>> START

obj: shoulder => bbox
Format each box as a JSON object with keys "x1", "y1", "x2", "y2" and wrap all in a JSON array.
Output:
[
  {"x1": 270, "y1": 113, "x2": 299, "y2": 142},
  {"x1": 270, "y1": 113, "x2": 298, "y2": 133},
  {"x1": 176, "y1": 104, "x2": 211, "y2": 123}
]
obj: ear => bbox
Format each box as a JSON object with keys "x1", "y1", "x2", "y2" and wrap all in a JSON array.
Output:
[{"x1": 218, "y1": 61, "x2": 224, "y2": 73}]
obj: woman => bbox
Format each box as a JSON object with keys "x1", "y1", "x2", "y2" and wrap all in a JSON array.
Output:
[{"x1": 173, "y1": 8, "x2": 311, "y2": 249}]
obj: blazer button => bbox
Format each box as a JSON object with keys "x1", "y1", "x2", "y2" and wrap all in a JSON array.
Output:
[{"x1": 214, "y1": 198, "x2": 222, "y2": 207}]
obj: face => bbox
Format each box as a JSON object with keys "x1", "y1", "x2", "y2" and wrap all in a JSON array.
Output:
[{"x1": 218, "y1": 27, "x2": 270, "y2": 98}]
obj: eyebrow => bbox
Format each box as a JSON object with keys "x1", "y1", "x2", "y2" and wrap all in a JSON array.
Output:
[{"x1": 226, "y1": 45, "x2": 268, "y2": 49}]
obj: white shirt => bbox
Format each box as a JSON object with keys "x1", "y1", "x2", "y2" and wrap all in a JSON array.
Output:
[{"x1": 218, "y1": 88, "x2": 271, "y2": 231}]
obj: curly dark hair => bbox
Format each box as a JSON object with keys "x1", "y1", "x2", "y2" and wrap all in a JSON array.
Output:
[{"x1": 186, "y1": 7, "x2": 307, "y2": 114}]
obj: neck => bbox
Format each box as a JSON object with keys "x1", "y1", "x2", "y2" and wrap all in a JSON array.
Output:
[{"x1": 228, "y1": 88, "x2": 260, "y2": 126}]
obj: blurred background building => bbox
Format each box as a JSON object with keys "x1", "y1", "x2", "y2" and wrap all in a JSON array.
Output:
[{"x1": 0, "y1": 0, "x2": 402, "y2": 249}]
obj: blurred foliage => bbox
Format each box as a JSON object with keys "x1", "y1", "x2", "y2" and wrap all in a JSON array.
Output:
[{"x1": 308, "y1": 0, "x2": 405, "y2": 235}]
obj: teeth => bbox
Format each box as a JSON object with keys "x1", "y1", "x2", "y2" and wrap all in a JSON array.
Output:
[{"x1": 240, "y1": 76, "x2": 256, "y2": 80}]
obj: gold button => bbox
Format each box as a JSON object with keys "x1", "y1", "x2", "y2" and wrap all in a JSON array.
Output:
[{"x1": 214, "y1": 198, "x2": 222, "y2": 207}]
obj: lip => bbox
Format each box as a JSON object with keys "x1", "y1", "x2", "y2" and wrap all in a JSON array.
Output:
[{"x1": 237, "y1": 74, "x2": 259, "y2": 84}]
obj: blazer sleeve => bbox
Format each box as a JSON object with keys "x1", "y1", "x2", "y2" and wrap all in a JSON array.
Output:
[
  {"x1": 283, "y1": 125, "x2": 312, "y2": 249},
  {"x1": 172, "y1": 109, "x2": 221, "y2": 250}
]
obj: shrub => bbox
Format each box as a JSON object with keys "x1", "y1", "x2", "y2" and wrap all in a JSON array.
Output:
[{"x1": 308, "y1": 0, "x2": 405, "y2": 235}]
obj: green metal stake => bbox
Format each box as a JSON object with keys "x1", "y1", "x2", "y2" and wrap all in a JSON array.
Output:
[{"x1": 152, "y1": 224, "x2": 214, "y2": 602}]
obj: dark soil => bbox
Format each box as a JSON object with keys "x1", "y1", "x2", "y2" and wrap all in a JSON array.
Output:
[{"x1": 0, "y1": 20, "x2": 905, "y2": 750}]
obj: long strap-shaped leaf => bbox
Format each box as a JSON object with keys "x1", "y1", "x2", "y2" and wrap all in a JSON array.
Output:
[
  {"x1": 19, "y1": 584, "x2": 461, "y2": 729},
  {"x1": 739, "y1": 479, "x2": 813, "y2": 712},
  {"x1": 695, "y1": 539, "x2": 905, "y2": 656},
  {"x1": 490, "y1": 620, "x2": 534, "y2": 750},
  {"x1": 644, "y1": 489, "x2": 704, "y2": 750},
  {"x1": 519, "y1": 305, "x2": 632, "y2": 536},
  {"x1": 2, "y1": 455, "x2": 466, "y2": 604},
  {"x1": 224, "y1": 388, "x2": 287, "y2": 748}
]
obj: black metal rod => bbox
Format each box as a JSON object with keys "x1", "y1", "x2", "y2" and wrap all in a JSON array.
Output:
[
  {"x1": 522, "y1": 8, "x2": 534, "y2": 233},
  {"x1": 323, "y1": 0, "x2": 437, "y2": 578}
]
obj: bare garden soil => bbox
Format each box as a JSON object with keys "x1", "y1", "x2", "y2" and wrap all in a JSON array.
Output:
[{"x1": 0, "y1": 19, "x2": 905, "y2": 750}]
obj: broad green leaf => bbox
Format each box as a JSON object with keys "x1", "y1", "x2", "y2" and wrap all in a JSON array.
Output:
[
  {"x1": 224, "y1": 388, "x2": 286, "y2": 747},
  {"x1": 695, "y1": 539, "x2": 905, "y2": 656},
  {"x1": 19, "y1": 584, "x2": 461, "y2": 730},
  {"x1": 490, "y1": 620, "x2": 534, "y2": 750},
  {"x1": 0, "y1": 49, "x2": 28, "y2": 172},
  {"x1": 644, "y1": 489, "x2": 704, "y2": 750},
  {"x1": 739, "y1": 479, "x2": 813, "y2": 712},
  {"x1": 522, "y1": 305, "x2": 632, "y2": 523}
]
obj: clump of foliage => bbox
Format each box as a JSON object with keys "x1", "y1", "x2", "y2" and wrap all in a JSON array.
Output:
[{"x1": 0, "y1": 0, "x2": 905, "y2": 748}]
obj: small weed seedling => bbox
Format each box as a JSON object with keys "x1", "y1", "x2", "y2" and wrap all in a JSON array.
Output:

>> END

#### [Exercise aim]
Arrange every line of the records above as a Markdown table with the columns Row and Line, numbering the rows in order and omitting blank lines.

#### [Written solution]
| Row | Line |
|---|---|
| 1 | obj: shoulder => bbox |
| 2 | Format each box as a JSON object with keys "x1", "y1", "x2", "y2" and wrap all in a JSON array. |
| 3 | Output: |
| 4 | [ |
| 5 |   {"x1": 270, "y1": 113, "x2": 299, "y2": 142}, |
| 6 |   {"x1": 270, "y1": 113, "x2": 298, "y2": 133}, |
| 7 |   {"x1": 176, "y1": 104, "x2": 211, "y2": 123} |
| 8 | ] |
| 9 | obj: ear => bbox |
| 10 | Format each box as a JSON object with keys "x1", "y1", "x2", "y2" and wrap all in a JSON array. |
| 11 | Output: |
| 12 | [{"x1": 218, "y1": 61, "x2": 224, "y2": 73}] |
| 13 | obj: woman => bbox |
| 14 | Format each box as a JSON object with keys "x1", "y1", "x2", "y2" and wrap all in a JSON array. |
| 15 | Output: |
| 16 | [{"x1": 173, "y1": 8, "x2": 311, "y2": 249}] |
| 17 | obj: blazer button => bbox |
| 18 | Format each box as a JSON object with keys "x1", "y1", "x2", "y2" and wrap all in a JSON array. |
| 19 | Output: |
| 20 | [{"x1": 214, "y1": 198, "x2": 222, "y2": 207}] |
| 21 | obj: face => bbox |
| 22 | Format each box as a JSON object with keys "x1", "y1", "x2", "y2" and wrap all in a JSON array. |
| 23 | Output: |
| 24 | [{"x1": 218, "y1": 27, "x2": 270, "y2": 98}] |
| 25 | obj: eyebrow => bbox |
| 26 | Format each box as a JSON object with keys "x1", "y1", "x2", "y2" and wrap all in a JSON array. |
| 27 | Output: |
| 28 | [{"x1": 226, "y1": 45, "x2": 268, "y2": 49}] |
| 29 | obj: white shirt => bbox |
| 30 | Format each box as a JSON object with keys "x1", "y1", "x2", "y2" and wrap all in a JSON array. |
| 31 | Output: |
| 32 | [{"x1": 218, "y1": 88, "x2": 271, "y2": 231}] |
| 33 | obj: curly dark hair => bbox |
| 34 | Format each box as a JSON object with keys "x1", "y1", "x2", "y2" and wrap all in a JSON array. |
| 35 | Output: |
| 36 | [{"x1": 186, "y1": 7, "x2": 307, "y2": 114}] |
| 37 | obj: neck => bbox |
| 38 | Format each box as a JSON object with keys "x1", "y1", "x2", "y2" and wrap all in a JSON array. |
| 39 | Output: |
| 40 | [{"x1": 228, "y1": 88, "x2": 260, "y2": 126}] |
| 41 | obj: blurred background building => bbox |
| 42 | Format each box as a JSON object with keys "x1", "y1", "x2", "y2" and wrap all in a JSON array. |
| 43 | Output: |
| 44 | [{"x1": 0, "y1": 0, "x2": 402, "y2": 249}] |
| 45 | obj: blurred foliage => bbox |
| 46 | Format each box as a JSON object with keys "x1", "y1", "x2", "y2" and wrap all in a JSON array. |
| 47 | Output: |
| 48 | [{"x1": 308, "y1": 0, "x2": 405, "y2": 235}] |
| 49 | obj: teeth => bbox |
| 50 | Format each box as a JSON object with keys "x1", "y1", "x2", "y2" and wrap all in a JSON array. |
| 51 | Output: |
| 52 | [{"x1": 240, "y1": 76, "x2": 256, "y2": 80}] |
| 53 | obj: gold button => bbox |
| 54 | Format each box as a JSON object with keys "x1", "y1", "x2", "y2" and wrap all in a JSON array. |
| 55 | Output: |
| 56 | [{"x1": 214, "y1": 198, "x2": 222, "y2": 207}] |
| 57 | obj: lip => bbox |
| 58 | Format each box as a JSON object with keys "x1", "y1", "x2", "y2" and wrap all in a JSON array. |
| 59 | Output: |
| 60 | [{"x1": 237, "y1": 74, "x2": 259, "y2": 84}] |
| 61 | obj: blazer sleeve => bbox |
| 62 | Format each box as a JSON object with keys "x1", "y1", "x2", "y2" and wrap all in a JSON array. |
| 63 | Output: |
| 64 | [ |
| 65 |   {"x1": 283, "y1": 125, "x2": 312, "y2": 249}, |
| 66 |   {"x1": 172, "y1": 109, "x2": 221, "y2": 250} |
| 67 | ] |
| 68 | obj: shrub => bbox |
| 69 | Format each box as a JSON object with keys "x1", "y1", "x2", "y2" and wrap all in a JSON array. |
| 70 | Output: |
| 71 | [{"x1": 308, "y1": 0, "x2": 405, "y2": 235}] |
| 72 | obj: green metal stake => bbox |
| 73 | Format each box as a JSON object with keys "x1", "y1", "x2", "y2" and wrap all in a JSON array. |
| 74 | Output: |
| 75 | [{"x1": 152, "y1": 224, "x2": 214, "y2": 602}] |
| 76 | obj: dark soil => bbox |
| 77 | Format each box as a JSON object with keys "x1", "y1", "x2", "y2" and wrap all in a JSON array. |
| 78 | Output: |
| 79 | [{"x1": 0, "y1": 20, "x2": 905, "y2": 750}] |
| 80 | obj: long strap-shaped leaf => bbox |
| 81 | Format each box as a JSON object with keys "x1", "y1", "x2", "y2" and wrap all in a JSON array. |
| 82 | Output: |
| 83 | [ |
| 84 |   {"x1": 19, "y1": 584, "x2": 461, "y2": 729}, |
| 85 |   {"x1": 739, "y1": 479, "x2": 813, "y2": 712}, |
| 86 |   {"x1": 695, "y1": 539, "x2": 905, "y2": 656}, |
| 87 |   {"x1": 490, "y1": 620, "x2": 534, "y2": 750}, |
| 88 |   {"x1": 644, "y1": 489, "x2": 704, "y2": 750}, |
| 89 |   {"x1": 519, "y1": 305, "x2": 632, "y2": 536}, |
| 90 |   {"x1": 2, "y1": 455, "x2": 466, "y2": 604}, |
| 91 |   {"x1": 224, "y1": 388, "x2": 287, "y2": 748} |
| 92 | ] |
| 93 | obj: black metal rod => bbox |
| 94 | Format each box as a JSON object with keys "x1", "y1", "x2", "y2" and wrap all in a JSON array. |
| 95 | Output: |
| 96 | [ |
| 97 |   {"x1": 522, "y1": 8, "x2": 534, "y2": 233}, |
| 98 |   {"x1": 323, "y1": 0, "x2": 437, "y2": 578} |
| 99 | ] |
| 100 | obj: bare garden soil => bbox |
| 101 | Format each box as a JSON object with keys "x1", "y1", "x2", "y2" and wrap all in a JSON array. |
| 102 | Output: |
| 103 | [{"x1": 0, "y1": 19, "x2": 905, "y2": 750}] |
| 104 | obj: broad green leaf => bbox |
| 105 | Format each box as a JSON object with keys "x1", "y1", "x2", "y2" and wrap all in a JSON array. |
| 106 | Output: |
| 107 | [ |
| 108 |   {"x1": 224, "y1": 388, "x2": 286, "y2": 747}, |
| 109 |   {"x1": 695, "y1": 539, "x2": 905, "y2": 656}, |
| 110 |   {"x1": 19, "y1": 584, "x2": 461, "y2": 730}, |
| 111 |   {"x1": 490, "y1": 620, "x2": 534, "y2": 750}, |
| 112 |   {"x1": 0, "y1": 49, "x2": 28, "y2": 172}, |
| 113 |   {"x1": 644, "y1": 489, "x2": 704, "y2": 750}, |
| 114 |   {"x1": 739, "y1": 479, "x2": 813, "y2": 712}, |
| 115 |   {"x1": 522, "y1": 305, "x2": 632, "y2": 523} |
| 116 | ] |
| 117 | obj: clump of foliage => bbox |
| 118 | Format each box as a JSON object with keys "x1", "y1", "x2", "y2" and wrap all in a JSON array. |
| 119 | Output: |
| 120 | [{"x1": 0, "y1": 0, "x2": 905, "y2": 748}] |
| 121 | obj: small weed seedling => bbox |
| 122 | Format each box as a JSON object with keys "x1", "y1", "x2", "y2" and wrap all in a JSON array. |
| 123 | Output: |